## [Task list]
**A)** Copy out the whole Codeberg outage thread without changing anything.
**B)** In the listing, rename "chin" to "jawline" in the lines from the one containing "One point belongs to each instance of the ribbed" up to and including the one containing "[[277, 165]]", and give back only those lines with nothing else changed.

## [Extract provided]
· · ·
Follow

@codeberg My coronamuc.de page, which is hosted by your pages server is also down, right at the time of Oktoberfest and many people trying to view our data. PLEASE fix this.

@codeberg Ok. Seems everything is back. That was at least a 20 minutes full outage :(

@jwildeboer sorry for inconvenience, Jan. By Chance, any ceph developers around that could help debugging a ceph/libceph kernel driver bug?

@codeberg @jwildeboer Hmm... this doesn't look like a ceph bug, but an ext4 bug instead.

You seem to be running a Debian kernel based in upstream 5.10.136. Could you update to a more recent one? It looks like Debian has already new stable kernels released and I see a bunch of ext4-related fixes in (upstream) 5.10.137.

@codeberg let's get in touch when you decide you need better VMs.

@antondollmaier We're looking to migrate this to new hardware and LXC anyway. But this also requires some work ..

@codeberg ah, chicken fencing problem...
Been there as well, not just once.
Good luck! (Seriously! Get big and show GitHub who's the better platform :) )

@gwenn @codeberg @jwildeboer sadly no, i have not yet an #ceph running - maybe in a half year with @tercean (he has some small experiences).
( i am not sure if @mortzu has it in in the past).

@codeberg @jwildeboer One thing I just realized is that this seems to be happening while the system is trying to get free memory:

Ceph has some work queued, but there's not memory available. The shrinker kicks-in and ext4 is selected to free some memory. And that's where things go south.

So, a possible workaround is to increase system memory. If upgrading the kernel doesn't fix it, I'd suggest reporting a bug to the ext4 mailing-list linux-ext4@vger.kernel.org. No need to register, it's an open list.

@henrix @jwildeboer yes, and the first lines report a permissions violation on hypervisor/KVM level

@codeberg @henrix Good to see the community coming together to help understand and hopefully fix this one :) Totally worth the short frustration. Keep it going, wonderful people!
· · ·
## [Records supplied]
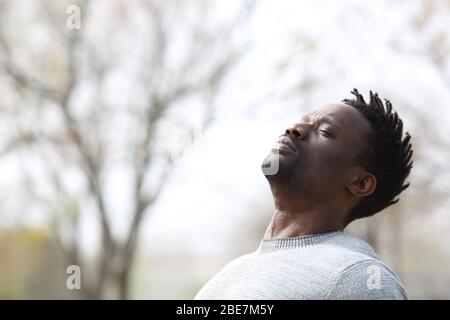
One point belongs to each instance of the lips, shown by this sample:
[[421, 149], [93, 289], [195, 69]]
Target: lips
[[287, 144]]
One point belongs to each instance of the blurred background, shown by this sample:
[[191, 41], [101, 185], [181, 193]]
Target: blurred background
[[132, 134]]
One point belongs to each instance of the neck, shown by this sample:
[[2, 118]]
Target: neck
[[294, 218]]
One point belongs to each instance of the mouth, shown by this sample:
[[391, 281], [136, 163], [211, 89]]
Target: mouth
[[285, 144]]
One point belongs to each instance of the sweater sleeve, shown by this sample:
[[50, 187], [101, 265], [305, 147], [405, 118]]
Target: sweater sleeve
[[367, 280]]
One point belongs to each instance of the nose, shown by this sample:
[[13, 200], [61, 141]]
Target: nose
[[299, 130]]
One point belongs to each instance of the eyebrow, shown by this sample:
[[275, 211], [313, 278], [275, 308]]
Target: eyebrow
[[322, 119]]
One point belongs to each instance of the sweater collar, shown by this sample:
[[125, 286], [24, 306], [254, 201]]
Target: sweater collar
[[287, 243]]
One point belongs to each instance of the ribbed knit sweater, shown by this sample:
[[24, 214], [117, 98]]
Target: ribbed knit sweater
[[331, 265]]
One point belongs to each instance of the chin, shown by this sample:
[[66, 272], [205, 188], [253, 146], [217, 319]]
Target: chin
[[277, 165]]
· · ·
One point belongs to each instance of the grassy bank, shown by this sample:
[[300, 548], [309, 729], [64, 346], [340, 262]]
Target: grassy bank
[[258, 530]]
· · ·
## [Answers to the tasks]
**A)**
Follow

@codeberg My coronamuc.de page, which is hosted by your pages server is also down, right at the time of Oktoberfest and many people trying to view our data. PLEASE fix this.

@codeberg Ok. Seems everything is back. That was at least a 20 minutes full outage :(

@jwildeboer sorry for inconvenience, Jan. By Chance, any ceph developers around that could help debugging a ceph/libceph kernel driver bug?

@codeberg @jwildeboer Hmm... this doesn't look like a ceph bug, but an ext4 bug instead.

You seem to be running a Debian kernel based in upstream 5.10.136. Could you update to a more recent one? It looks like Debian has already new stable kernels released and I see a bunch of ext4-related fixes in (upstream) 5.10.137.

@codeberg let's get in touch when you decide you need better VMs.

@antondollmaier We're looking to migrate this to new hardware and LXC anyway. But this also requires some work ..

@codeberg ah, chicken fencing problem...
Been there as well, not just once.
Good luck! (Seriously! Get big and show GitHub who's the better platform :) )

@gwenn @codeberg @jwildeboer sadly no, i have not yet an #ceph running - maybe in a half year with @tercean (he has some small experiences).
( i am not sure if @mortzu has it in in the past).

@codeberg @jwildeboer One thing I just realized is that this seems to be happening while the system is trying to get free memory:

Ceph has some work queued, but there's not memory available. The shrinker kicks-in and ext4 is selected to free some memory. And that's where things go south.

So, a possible workaround is to increase system memory. If upgrading the kernel doesn't fix it, I'd suggest reporting a bug to the ext4 mailing-list linux-ext4@vger.kernel.org. No need to register, it's an open list.

@henrix @jwildeboer yes, and the first lines report a permissions violation on hypervisor/KVM level

@codeberg @henrix Good to see the community coming together to help understand and hopefully fix this one :) Totally worth the short frustration. Keep it going, wonderful people!

**B)**
One point belongs to each instance of the ribbed knit sweater, shown by this sample:
[[24, 214], [117, 98]]
Target: ribbed knit sweater
[[331, 265]]
One point belongs to each instance of the jawline, shown by this sample:
[[66, 272], [205, 188], [253, 146], [217, 319]]
Target: jawline
[[277, 165]]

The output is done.